### Description of the task
Beginning with the line where "Target: asphalt road" appears, repeat every remaining line of the entries exactly, the last line included.
Input material section start
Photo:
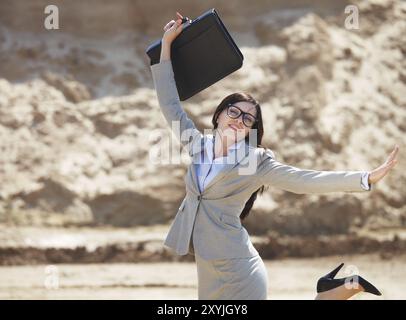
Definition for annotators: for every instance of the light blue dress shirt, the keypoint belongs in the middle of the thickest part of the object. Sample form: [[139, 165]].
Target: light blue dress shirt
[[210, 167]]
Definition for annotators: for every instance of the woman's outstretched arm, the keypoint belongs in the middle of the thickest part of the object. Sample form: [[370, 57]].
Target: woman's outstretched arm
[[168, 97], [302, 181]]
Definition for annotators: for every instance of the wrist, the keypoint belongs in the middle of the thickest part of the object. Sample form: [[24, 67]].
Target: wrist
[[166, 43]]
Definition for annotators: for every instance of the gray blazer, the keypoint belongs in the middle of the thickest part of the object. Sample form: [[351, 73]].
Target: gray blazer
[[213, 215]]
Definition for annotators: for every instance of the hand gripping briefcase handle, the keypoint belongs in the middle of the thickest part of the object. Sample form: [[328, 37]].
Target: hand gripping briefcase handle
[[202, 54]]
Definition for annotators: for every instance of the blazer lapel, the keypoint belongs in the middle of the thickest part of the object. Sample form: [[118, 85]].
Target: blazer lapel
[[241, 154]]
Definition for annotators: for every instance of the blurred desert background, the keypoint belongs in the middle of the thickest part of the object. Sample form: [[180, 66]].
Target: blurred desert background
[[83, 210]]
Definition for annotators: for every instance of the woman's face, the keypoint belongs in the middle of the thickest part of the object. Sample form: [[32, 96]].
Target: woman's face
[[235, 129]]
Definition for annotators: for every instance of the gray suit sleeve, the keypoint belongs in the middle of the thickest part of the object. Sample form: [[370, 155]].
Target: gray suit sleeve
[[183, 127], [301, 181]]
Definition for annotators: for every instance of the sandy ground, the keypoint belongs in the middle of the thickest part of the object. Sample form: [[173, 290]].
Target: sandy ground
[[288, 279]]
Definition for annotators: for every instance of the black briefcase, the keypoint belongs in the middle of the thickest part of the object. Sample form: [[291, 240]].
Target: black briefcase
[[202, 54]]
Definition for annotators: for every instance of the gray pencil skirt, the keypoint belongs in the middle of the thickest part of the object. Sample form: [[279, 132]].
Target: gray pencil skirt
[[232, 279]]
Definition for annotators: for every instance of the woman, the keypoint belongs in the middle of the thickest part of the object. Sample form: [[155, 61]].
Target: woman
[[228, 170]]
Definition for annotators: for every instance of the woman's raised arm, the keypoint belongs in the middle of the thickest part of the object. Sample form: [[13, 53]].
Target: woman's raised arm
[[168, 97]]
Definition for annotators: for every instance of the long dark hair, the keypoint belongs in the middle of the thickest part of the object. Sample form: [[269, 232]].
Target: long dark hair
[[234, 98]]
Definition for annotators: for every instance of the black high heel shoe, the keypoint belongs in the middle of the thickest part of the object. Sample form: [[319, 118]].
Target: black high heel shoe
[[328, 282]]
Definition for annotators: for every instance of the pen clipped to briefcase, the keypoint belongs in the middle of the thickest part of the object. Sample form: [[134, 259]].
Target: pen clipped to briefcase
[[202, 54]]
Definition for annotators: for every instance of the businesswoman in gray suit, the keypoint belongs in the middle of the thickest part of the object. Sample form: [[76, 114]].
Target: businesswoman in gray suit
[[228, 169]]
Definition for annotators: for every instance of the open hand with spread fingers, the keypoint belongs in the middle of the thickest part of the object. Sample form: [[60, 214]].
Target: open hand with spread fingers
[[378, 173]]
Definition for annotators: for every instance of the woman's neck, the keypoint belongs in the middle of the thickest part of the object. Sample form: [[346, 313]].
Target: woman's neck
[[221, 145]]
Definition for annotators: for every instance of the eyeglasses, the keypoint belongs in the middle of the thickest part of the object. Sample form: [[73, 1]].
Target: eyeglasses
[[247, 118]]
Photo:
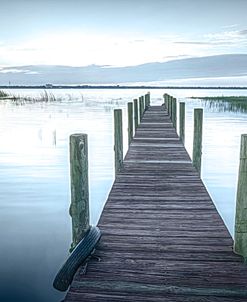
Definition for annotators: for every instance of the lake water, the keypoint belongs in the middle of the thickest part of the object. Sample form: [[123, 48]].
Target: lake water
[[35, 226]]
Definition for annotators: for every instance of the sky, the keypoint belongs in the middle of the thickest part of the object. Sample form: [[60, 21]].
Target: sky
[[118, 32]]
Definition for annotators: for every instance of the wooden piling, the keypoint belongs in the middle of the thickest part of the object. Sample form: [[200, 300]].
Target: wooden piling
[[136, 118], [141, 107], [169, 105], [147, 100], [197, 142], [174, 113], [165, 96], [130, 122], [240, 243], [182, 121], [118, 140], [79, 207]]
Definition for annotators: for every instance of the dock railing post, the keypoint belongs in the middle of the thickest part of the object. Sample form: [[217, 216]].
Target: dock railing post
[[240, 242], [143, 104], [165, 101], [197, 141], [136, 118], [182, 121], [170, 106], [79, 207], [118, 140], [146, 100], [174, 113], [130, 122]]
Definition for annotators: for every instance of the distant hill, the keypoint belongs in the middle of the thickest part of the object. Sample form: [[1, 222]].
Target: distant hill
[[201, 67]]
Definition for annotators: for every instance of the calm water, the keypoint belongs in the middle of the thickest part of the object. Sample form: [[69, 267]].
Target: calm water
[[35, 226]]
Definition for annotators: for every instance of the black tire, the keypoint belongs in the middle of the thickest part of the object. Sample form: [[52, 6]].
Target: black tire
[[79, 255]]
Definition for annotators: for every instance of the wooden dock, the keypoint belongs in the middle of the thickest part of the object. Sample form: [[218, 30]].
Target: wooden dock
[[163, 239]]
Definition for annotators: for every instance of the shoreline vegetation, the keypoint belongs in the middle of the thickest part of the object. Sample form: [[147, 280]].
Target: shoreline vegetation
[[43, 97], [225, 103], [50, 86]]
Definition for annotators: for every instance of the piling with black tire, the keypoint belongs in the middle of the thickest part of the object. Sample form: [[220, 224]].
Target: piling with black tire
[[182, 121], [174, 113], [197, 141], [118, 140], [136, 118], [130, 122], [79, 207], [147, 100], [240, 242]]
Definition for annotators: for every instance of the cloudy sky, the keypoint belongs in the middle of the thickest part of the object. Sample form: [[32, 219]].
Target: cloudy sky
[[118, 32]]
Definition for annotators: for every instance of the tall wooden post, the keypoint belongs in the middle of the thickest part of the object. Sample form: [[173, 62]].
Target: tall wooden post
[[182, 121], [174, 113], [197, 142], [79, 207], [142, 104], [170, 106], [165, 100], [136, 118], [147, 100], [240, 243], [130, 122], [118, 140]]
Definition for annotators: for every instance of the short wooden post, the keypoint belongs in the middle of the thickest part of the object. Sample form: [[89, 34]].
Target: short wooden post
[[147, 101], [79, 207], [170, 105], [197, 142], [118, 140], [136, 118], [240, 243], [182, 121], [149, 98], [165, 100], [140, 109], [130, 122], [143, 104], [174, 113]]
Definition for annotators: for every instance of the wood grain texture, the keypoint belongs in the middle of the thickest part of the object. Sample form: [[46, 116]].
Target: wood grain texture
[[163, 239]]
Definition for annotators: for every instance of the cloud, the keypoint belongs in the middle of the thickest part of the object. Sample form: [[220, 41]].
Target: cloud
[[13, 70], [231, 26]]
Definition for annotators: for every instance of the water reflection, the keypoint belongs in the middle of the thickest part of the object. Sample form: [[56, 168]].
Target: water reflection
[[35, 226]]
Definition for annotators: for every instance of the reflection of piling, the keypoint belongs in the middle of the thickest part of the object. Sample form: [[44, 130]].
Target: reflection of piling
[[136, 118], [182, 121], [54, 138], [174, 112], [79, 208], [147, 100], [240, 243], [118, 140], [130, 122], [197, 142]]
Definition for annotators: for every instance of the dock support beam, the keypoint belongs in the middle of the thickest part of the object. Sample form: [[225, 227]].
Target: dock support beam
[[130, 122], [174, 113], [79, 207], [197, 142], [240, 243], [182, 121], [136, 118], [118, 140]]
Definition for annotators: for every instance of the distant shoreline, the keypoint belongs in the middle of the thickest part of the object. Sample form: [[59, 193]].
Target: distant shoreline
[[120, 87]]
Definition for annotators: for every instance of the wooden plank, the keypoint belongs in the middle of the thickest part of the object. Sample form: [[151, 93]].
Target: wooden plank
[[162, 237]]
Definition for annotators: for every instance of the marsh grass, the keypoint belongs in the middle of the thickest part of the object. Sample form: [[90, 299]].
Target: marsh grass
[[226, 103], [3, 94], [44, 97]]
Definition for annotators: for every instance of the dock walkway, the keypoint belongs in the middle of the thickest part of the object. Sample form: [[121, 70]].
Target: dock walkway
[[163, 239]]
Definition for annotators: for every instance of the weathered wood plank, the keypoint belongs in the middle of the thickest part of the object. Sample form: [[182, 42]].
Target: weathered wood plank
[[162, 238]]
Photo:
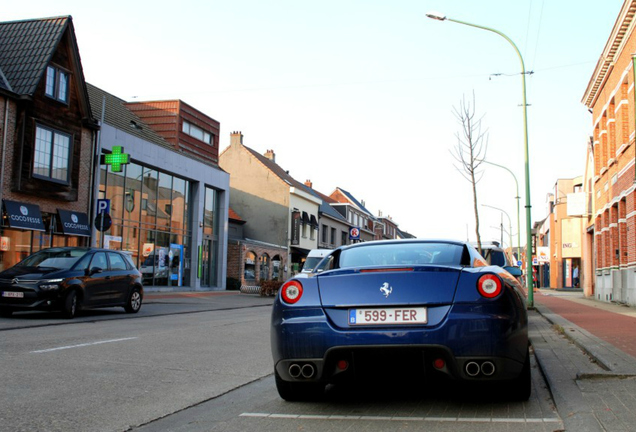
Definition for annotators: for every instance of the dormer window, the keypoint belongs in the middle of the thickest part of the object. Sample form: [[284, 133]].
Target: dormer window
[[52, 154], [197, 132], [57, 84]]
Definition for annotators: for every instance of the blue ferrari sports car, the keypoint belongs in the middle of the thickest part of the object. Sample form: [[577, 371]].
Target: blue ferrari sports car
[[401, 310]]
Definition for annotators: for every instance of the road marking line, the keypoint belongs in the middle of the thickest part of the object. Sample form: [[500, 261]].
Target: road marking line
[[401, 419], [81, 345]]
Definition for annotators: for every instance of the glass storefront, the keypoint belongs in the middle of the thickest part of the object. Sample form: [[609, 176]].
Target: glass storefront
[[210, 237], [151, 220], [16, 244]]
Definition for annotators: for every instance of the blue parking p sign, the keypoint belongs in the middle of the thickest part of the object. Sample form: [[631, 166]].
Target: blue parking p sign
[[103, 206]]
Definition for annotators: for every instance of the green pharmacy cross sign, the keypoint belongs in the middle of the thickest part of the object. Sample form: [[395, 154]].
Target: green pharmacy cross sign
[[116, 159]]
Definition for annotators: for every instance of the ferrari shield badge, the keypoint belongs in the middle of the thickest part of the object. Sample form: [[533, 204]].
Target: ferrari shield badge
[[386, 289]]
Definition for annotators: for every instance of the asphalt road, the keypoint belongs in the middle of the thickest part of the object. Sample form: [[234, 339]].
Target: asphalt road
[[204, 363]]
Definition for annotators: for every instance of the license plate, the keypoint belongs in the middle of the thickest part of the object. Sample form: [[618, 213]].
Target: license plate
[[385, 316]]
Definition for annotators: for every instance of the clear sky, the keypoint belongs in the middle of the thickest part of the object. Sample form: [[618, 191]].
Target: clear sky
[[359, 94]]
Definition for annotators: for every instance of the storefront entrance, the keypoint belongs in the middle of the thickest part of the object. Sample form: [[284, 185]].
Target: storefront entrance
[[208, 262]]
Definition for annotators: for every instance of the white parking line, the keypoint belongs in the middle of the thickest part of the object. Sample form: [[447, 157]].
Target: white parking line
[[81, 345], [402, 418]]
Input material section end
### Response area
Target: asphalt road
[[204, 363]]
Definition for annotators: for every instance of the license plate, the keypoint belongs in the middle of the thickest part of the object. Sample form: [[618, 213]].
Target: license plate
[[385, 316]]
Definition for annotators: for every instance of the clear sky, the keypoint belongs in the middle of the thickest part of the object. Sample form: [[618, 191]].
Target: clear sky
[[359, 94]]
Definition for annotators: for every instance of the storefront entrance, the keypoint belongs in the middle of the thickest part of the object. Sample form: [[284, 185]].
Target: storefront entrance
[[208, 262]]
Definition for annotators: for every instance of the white parking line, the keypoint belongs in the middle of the thickest part of the object. Sample form: [[447, 157]].
Target: white parking line
[[81, 345], [402, 418]]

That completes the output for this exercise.